**What to produce:** Reproduce the entries below verbatim, starting at the line that contains "Exercise. Mark the tractor step" and ending after the line that contains "[(632, 374), (1007, 357), (360, 368)]".

──────

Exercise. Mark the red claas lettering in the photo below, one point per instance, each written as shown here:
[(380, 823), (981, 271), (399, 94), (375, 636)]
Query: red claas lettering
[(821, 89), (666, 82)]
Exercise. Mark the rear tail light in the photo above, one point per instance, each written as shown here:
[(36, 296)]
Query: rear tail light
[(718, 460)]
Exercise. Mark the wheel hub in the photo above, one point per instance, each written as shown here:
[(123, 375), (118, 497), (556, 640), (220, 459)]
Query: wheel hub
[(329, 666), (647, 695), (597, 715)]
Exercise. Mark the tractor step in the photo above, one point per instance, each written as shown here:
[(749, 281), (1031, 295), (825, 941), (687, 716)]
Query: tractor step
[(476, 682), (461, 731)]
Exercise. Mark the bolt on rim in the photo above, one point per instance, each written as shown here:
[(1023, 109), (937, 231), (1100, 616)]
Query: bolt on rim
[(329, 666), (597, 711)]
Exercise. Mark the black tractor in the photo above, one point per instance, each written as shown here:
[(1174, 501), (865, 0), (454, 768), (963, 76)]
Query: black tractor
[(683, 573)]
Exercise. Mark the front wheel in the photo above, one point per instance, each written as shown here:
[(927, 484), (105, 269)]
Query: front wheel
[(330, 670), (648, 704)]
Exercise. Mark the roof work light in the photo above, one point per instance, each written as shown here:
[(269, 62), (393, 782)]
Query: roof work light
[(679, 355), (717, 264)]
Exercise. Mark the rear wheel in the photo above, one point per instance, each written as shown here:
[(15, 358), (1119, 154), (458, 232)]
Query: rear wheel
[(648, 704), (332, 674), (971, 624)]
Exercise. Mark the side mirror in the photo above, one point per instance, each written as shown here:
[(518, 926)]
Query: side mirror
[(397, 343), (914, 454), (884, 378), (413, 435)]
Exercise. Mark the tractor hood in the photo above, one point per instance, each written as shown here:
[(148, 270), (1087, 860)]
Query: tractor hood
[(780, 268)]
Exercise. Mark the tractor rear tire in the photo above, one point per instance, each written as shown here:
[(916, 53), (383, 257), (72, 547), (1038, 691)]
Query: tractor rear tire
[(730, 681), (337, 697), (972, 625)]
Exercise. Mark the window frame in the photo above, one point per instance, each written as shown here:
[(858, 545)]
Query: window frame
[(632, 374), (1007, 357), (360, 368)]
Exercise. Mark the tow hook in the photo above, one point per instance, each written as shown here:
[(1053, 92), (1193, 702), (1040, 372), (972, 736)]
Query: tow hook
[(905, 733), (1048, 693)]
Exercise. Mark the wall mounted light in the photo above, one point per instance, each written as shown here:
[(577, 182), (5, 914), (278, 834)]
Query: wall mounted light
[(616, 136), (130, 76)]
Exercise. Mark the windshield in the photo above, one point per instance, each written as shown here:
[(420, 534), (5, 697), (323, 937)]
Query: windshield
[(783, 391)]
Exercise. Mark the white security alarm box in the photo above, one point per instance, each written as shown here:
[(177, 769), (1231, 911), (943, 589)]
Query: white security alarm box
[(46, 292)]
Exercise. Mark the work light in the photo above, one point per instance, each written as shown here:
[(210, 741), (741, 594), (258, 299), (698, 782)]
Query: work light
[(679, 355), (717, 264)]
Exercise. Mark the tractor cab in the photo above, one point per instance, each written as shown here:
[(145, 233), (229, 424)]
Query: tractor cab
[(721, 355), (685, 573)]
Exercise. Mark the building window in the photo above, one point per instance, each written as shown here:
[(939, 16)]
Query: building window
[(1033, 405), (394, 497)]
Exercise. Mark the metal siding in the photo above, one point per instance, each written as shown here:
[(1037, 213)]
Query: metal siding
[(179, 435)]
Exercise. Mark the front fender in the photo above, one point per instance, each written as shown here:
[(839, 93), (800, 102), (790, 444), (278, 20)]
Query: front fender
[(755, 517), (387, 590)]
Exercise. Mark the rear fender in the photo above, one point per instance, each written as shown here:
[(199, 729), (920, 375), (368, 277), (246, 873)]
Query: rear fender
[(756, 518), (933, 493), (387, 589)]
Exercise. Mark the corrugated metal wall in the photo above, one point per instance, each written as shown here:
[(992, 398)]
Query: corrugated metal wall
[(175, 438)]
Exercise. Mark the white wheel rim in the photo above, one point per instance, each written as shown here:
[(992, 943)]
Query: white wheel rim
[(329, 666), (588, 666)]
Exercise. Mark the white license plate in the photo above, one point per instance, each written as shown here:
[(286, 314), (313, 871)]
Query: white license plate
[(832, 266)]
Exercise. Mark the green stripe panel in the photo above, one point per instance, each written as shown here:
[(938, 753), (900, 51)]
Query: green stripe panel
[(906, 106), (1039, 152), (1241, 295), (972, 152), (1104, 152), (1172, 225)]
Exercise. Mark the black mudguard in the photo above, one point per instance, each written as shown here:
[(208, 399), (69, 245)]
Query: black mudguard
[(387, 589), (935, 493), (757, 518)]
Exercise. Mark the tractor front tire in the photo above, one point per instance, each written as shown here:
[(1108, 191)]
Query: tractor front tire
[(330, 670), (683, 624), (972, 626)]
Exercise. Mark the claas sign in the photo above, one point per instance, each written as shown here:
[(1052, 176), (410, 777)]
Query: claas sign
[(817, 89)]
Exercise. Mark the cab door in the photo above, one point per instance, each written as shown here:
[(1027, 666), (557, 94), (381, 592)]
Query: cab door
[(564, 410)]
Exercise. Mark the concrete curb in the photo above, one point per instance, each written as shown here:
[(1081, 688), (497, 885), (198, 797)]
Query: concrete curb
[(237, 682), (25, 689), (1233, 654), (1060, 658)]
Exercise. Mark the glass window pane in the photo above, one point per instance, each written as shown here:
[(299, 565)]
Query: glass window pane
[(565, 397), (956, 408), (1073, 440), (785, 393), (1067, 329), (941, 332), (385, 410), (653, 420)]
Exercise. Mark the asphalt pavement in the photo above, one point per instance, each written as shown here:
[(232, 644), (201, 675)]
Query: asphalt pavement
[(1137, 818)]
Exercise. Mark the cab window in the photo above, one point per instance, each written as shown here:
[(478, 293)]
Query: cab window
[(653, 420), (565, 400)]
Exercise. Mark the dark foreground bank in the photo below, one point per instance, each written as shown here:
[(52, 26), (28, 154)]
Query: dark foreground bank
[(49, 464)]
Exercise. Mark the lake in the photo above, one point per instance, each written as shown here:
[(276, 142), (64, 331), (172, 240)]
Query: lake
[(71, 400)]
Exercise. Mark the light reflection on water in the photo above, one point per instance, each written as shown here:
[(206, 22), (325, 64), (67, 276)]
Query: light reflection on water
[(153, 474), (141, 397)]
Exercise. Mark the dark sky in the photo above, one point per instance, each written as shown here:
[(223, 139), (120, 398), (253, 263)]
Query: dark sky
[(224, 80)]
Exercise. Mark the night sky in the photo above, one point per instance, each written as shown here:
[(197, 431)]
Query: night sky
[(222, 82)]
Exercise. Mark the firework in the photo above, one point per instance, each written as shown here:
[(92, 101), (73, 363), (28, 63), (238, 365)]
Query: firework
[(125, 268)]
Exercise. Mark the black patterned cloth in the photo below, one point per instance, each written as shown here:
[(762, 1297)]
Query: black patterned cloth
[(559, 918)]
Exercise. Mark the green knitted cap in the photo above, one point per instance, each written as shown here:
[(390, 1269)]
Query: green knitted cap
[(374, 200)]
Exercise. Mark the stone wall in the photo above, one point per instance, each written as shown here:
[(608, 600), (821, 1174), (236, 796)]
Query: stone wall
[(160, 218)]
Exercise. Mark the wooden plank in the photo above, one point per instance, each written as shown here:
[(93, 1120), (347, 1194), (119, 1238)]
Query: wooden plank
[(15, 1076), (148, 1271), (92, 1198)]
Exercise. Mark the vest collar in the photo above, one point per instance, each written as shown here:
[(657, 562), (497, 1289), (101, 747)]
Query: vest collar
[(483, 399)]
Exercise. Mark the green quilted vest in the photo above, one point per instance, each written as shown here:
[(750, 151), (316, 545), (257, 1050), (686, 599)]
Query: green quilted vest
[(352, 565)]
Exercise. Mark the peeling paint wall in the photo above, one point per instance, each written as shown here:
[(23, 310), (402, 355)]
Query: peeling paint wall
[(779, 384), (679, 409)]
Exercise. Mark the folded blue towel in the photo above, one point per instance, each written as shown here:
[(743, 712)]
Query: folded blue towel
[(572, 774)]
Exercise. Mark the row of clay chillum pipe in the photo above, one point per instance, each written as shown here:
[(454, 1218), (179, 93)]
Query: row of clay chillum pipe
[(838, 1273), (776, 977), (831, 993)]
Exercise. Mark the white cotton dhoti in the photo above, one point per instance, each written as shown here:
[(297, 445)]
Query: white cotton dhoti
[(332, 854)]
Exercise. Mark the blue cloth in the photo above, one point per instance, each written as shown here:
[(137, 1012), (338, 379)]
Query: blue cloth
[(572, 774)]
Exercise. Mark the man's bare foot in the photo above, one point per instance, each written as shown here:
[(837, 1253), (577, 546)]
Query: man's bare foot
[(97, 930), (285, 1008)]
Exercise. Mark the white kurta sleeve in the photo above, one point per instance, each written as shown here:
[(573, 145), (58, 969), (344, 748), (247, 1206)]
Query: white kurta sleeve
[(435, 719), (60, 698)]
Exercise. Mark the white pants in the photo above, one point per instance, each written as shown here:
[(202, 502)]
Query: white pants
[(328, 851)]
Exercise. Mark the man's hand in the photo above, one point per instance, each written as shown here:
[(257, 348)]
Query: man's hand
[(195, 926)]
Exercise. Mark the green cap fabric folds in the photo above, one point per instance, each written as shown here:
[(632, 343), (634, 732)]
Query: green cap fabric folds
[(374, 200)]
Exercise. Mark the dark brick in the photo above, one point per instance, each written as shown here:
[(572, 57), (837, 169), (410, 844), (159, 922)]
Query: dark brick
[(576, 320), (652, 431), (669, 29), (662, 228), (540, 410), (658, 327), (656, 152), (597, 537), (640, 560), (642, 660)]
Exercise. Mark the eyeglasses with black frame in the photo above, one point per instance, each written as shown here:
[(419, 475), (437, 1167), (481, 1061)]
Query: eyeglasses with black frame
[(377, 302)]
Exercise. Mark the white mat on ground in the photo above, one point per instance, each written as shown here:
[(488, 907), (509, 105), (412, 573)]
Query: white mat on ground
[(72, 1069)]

──────

**Answer in full:**
Exercise. Mark the tractor step in the photo above, one point per instance, each written as shown here:
[(749, 281), (1031, 295), (825, 941), (687, 716)]
Query: tractor step
[(476, 682), (461, 731)]
Exercise. Mark the bolt on rim in the photo above, one point per instance, each written as shown here:
[(1023, 109), (937, 231), (1100, 616)]
Query: bolt on rim
[(329, 666), (597, 711)]
Exercise. Mark the black tractor in the photo above, one point per instance, each written as shown here:
[(1174, 501), (865, 0), (454, 768), (963, 76)]
Query: black tractor
[(683, 573)]
Exercise. Mark the front wheel in the photo above, one point per instance, each written as shown here:
[(927, 484), (105, 269)]
Query: front wheel
[(330, 670), (648, 704)]
Exercise. Mark the roof work light in the photo above, one point per instance, each written as shown here:
[(269, 62), (393, 782)]
Query: roof work light
[(679, 355), (717, 264)]
Exercise. Mark the rear wheel in the photo above, one point per instance, each written as shown here:
[(15, 358), (1119, 154), (458, 232)]
Query: rear wheel
[(648, 704), (332, 674), (971, 624)]
Exercise. Mark the side mirror in the photo above, one point per instance, each written as shown here:
[(518, 926)]
Query: side mirror
[(397, 343), (914, 454), (884, 378), (413, 435)]
Exercise. Mark the tractor hood in the photo above, one point per instance, each written as shown here:
[(148, 270), (1087, 860)]
Query: tractor hood
[(780, 268)]
Exercise. Mark the tractor rear tire in the photo above, one point per instance, each written as shown here:
[(916, 53), (383, 257), (72, 547), (1038, 691)]
Query: tractor rear tire
[(730, 681), (337, 697), (972, 625)]
Exercise. Mark the window frame in the photo above, one point per instance, each written as shown here:
[(858, 545)]
Query: window frame
[(632, 374), (1007, 357), (360, 368)]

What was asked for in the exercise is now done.